• Exercise requirements:
Retype, with no changes, the data below from the line containing "Placement rule: one point per instance of the man's ear, set" through the end of the data, including both of those lines.

• Items:
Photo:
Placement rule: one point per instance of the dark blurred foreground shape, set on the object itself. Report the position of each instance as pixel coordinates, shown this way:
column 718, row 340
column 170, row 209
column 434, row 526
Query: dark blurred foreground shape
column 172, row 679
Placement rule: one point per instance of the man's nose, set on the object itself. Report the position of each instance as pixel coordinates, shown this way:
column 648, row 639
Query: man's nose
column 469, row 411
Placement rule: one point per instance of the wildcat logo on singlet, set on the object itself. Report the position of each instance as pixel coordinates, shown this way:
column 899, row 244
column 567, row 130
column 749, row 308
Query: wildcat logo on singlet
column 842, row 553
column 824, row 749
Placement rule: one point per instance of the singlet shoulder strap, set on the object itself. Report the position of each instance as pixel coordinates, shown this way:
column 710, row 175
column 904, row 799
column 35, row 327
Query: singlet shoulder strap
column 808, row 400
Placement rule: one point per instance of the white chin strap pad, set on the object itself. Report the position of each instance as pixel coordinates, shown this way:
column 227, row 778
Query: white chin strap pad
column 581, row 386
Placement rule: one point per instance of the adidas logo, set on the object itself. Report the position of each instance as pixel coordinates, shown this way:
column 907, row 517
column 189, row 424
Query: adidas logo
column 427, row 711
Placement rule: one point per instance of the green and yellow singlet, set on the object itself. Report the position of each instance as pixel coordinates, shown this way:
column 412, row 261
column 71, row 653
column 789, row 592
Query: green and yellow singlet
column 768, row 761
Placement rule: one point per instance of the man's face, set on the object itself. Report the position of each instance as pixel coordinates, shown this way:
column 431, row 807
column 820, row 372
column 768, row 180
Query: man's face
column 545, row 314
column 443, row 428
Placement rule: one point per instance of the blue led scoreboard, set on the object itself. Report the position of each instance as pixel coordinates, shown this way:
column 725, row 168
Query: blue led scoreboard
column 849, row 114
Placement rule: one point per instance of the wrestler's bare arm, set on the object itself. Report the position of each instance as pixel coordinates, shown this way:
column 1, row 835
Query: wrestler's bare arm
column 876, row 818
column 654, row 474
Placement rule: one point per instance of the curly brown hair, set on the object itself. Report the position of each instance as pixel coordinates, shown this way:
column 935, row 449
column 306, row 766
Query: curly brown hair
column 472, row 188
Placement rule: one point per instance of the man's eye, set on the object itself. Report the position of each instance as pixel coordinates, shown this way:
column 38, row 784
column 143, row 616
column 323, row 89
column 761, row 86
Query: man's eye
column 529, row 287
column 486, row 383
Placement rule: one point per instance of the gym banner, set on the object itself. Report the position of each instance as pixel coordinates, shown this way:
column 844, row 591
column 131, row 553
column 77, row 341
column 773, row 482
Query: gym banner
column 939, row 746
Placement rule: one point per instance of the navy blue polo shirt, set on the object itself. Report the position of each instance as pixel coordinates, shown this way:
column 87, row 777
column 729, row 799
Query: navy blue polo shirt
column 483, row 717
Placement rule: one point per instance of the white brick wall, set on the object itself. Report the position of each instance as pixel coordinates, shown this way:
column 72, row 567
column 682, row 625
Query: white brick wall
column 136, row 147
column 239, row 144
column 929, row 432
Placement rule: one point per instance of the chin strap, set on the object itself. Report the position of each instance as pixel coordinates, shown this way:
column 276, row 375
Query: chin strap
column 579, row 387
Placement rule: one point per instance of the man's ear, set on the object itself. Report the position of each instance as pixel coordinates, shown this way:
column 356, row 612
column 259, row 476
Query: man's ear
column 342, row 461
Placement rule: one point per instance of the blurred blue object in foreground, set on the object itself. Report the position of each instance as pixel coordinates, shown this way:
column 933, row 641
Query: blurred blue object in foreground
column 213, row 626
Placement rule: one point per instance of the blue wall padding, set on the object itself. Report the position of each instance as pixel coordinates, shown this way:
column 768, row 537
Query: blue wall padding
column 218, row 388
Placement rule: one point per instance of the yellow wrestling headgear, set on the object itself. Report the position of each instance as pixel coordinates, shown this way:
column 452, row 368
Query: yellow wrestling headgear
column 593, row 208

• Answer in full:
Placement rule: one point per instance of the man's ear, set on the object itself. Report the position of each instance as pixel coordinates, shown this way:
column 356, row 612
column 259, row 476
Query: man's ear
column 342, row 461
Placement rule: one point per instance of the blurred blue object in foreground, set on the object itself. Report the position of each instance as pixel coordinates, shown this way:
column 933, row 641
Query: blurred blue object in foreground
column 213, row 626
Placement rule: one point per instance of the blue wall padding, set on the object itself. Report the position of each instance as pixel coordinates, shown this way:
column 768, row 537
Query: blue wall padding
column 218, row 388
Placement rule: one point per instance of the yellow wrestling headgear, set on the object itself. Report the position of each instance as pixel coordinates, shown this way:
column 452, row 368
Query: yellow wrestling headgear
column 593, row 208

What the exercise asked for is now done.